Stated problem
Copy the lines below word for word, starting at the line that contains "Identify the white" and ending with the last line of the items.

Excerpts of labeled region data
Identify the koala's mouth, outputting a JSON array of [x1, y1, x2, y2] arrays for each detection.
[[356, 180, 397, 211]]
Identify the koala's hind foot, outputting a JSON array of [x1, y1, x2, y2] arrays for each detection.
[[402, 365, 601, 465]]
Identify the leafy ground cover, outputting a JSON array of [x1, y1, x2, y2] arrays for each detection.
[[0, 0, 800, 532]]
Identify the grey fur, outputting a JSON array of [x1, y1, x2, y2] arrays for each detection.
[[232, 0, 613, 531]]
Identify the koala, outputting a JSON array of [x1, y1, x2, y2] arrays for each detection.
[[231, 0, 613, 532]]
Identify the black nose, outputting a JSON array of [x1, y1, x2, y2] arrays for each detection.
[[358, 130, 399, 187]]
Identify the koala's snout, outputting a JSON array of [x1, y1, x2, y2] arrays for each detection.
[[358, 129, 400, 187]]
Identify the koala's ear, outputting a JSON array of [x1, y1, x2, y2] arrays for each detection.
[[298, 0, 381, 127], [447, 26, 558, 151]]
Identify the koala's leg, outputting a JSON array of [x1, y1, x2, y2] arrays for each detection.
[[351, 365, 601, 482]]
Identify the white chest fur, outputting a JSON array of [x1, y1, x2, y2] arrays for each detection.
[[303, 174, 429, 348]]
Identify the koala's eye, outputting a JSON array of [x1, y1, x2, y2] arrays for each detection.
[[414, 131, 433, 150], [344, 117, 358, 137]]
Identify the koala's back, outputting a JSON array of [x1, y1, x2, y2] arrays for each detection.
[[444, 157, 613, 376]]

Response to this task
Identify the white chest fur, outputting a JSON array of [x1, y1, x2, y2] arrays for each detection.
[[303, 174, 429, 348]]
Identify the koala's eye, outputting a JSON array of [x1, y1, x2, y2] arrays for each detection.
[[414, 131, 433, 150], [344, 117, 358, 137]]
Identify the koala's back, outputting a JSON array of [x1, y1, x2, y2] arrays for each detection.
[[444, 157, 613, 376]]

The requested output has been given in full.